■ Written task 1 ■
According to the passage below on Haskell type information, what are the two ways :: can be used?

■ Quoted text ■

There are two ways you can use :: to write down type information. Type declarations, and inline type annotations. Presumably you've been used to seeing type declarations, as in:
plusOne :: Integer -> Integer
plusOne = (+1)
Here the plusOne :: Integer -> Integer line is a separate declaration about the identifier plusOne, informing the compiler what its type should be. It is then actually defined on the following line in another declaration.
The other way you can use :: is that you can embed type information in the middle of any expression. Any expression can be followed by :: and then a type, and it means the same thing as the expression on its own except with the additional constraint that it must have the given type. For example:
foo = ('a', 2) :: (Char, Integer)
bar = ('a', 2 :: Integer)

■ Exercise data ■
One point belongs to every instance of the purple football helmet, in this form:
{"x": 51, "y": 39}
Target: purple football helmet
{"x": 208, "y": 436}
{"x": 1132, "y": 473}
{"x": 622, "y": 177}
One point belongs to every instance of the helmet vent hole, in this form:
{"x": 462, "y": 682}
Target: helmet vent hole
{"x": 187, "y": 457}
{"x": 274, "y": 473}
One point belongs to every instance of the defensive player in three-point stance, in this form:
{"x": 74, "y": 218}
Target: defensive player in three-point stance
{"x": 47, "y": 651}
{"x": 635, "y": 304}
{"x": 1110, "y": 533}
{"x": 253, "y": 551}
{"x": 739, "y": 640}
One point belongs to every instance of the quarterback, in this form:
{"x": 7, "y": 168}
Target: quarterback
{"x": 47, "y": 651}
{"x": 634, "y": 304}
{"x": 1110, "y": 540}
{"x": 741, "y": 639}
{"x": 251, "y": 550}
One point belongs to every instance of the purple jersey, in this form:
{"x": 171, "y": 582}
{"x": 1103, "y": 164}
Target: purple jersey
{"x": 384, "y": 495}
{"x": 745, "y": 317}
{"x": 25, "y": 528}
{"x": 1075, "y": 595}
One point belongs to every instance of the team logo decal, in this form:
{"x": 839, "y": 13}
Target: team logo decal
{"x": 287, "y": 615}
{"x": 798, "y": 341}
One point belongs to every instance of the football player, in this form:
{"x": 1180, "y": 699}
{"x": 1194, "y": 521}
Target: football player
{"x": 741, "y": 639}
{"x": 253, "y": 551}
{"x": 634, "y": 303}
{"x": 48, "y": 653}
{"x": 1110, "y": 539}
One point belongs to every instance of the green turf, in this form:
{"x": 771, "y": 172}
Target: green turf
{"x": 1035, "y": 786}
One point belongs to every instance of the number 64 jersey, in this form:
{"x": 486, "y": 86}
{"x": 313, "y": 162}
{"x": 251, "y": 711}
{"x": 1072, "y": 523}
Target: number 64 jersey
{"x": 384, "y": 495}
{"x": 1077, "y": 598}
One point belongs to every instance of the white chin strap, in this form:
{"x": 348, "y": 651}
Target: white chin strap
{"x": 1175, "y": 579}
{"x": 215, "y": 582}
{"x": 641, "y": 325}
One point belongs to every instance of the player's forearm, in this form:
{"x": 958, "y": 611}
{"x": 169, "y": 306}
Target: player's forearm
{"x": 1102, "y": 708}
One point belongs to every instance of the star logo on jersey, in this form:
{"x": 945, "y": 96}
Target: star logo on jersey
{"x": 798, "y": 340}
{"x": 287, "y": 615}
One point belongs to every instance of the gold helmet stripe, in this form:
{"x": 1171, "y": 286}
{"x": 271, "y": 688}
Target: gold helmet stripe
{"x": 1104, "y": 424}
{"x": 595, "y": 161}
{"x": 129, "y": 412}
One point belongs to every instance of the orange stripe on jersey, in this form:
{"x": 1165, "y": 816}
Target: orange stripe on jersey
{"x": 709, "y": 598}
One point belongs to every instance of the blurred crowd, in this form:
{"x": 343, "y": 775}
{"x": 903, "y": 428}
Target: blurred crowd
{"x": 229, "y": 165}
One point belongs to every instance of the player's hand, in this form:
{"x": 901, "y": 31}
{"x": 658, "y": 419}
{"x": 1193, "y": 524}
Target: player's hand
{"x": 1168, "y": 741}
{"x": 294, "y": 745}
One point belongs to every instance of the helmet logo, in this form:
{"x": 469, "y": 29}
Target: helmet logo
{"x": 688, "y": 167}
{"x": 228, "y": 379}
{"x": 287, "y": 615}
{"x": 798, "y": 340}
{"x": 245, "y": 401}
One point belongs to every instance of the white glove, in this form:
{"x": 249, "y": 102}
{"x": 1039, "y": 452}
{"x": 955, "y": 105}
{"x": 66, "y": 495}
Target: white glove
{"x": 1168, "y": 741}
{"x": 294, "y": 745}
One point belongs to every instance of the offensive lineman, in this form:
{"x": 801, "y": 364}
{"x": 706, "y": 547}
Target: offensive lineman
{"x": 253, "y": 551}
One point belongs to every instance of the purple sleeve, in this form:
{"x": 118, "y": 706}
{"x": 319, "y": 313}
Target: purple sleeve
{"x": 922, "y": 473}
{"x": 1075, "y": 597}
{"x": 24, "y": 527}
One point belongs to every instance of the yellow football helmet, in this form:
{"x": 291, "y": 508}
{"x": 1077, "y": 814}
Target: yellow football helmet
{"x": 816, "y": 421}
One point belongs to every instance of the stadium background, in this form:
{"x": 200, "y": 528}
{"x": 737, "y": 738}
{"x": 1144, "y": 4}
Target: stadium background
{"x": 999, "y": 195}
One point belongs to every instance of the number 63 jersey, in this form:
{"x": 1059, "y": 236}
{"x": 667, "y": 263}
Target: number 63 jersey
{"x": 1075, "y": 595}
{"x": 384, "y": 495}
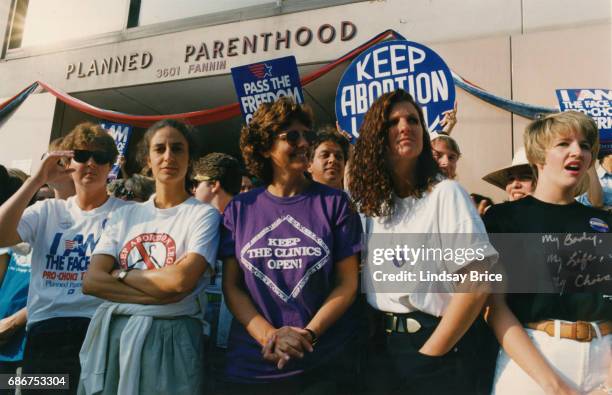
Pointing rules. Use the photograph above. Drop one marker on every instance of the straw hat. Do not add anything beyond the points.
(499, 178)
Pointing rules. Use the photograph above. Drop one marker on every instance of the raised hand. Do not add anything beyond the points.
(449, 120)
(286, 343)
(51, 169)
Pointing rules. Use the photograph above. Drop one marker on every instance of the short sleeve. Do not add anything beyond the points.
(204, 239)
(228, 237)
(109, 241)
(33, 217)
(460, 225)
(347, 231)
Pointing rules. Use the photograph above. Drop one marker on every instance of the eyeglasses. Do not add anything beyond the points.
(200, 178)
(293, 136)
(100, 157)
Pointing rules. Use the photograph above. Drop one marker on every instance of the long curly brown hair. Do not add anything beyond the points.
(257, 137)
(371, 184)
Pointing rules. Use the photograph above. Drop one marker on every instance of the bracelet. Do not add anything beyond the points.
(313, 335)
(605, 388)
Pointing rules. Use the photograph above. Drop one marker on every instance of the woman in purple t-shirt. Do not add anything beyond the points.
(290, 268)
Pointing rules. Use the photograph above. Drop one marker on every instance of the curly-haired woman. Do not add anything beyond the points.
(429, 340)
(290, 265)
(149, 265)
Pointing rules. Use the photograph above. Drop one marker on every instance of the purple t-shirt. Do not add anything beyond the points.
(287, 249)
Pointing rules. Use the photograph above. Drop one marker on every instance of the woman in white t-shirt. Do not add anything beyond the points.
(150, 265)
(430, 342)
(63, 234)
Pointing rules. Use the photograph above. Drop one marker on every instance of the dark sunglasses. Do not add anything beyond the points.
(100, 157)
(293, 136)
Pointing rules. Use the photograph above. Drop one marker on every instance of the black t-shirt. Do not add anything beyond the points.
(530, 215)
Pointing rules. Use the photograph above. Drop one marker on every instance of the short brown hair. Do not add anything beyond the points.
(450, 142)
(90, 136)
(269, 120)
(539, 133)
(329, 134)
(220, 167)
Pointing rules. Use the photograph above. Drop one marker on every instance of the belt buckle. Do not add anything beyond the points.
(580, 326)
(412, 325)
(393, 323)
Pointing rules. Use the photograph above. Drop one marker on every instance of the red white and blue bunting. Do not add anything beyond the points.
(206, 116)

■ Written task 2 ■
Reproduce the entries without any changes, starting at the line containing "woman. Do not add anything beyond the points." and continuing through the last line of the entries.

■ Task answer 1 ■
Type declarations and inline type annotations.

■ Task answer 2 ■
Pointing rules. Use the photograph above. Drop one marker on every instance of the curly-haired woman. Do not add anything beyond the points.
(429, 340)
(290, 265)
(149, 265)
Pointing rules. Use the photograph above. Drop one marker on every instance of the purple t-shirt. Do not add anything beyond the points.
(287, 249)
Pointing rules. Use the photograph above. Drop one marker on every instance of the woman in white t-shirt. Do not add anything beyond the points.
(150, 265)
(430, 342)
(63, 234)
Pointing rules. Use the photograph above. Drop one marker on every instance of the dark sunglasses. Do not add anything beyond the points.
(100, 157)
(293, 136)
Pointing rules. Use the photograph above. Drop one marker on every instance of the black t-shirt. Do not add anything beyond the points.
(530, 215)
Pointing rules. Use the photograph above. Drop one marker on every instance of the short brown hair. Do not add anything beyond the points.
(450, 142)
(90, 136)
(269, 120)
(539, 133)
(329, 134)
(220, 167)
Pointing rules. Use the photograph above. Drop one marker on every instance of the belt buckle. Do not add anything beyond the points.
(580, 326)
(412, 325)
(393, 323)
Pointing rules. Use the photograph above. Drop one marker on every instance of the red white and blue bunting. Do not add anything beyond the points.
(206, 116)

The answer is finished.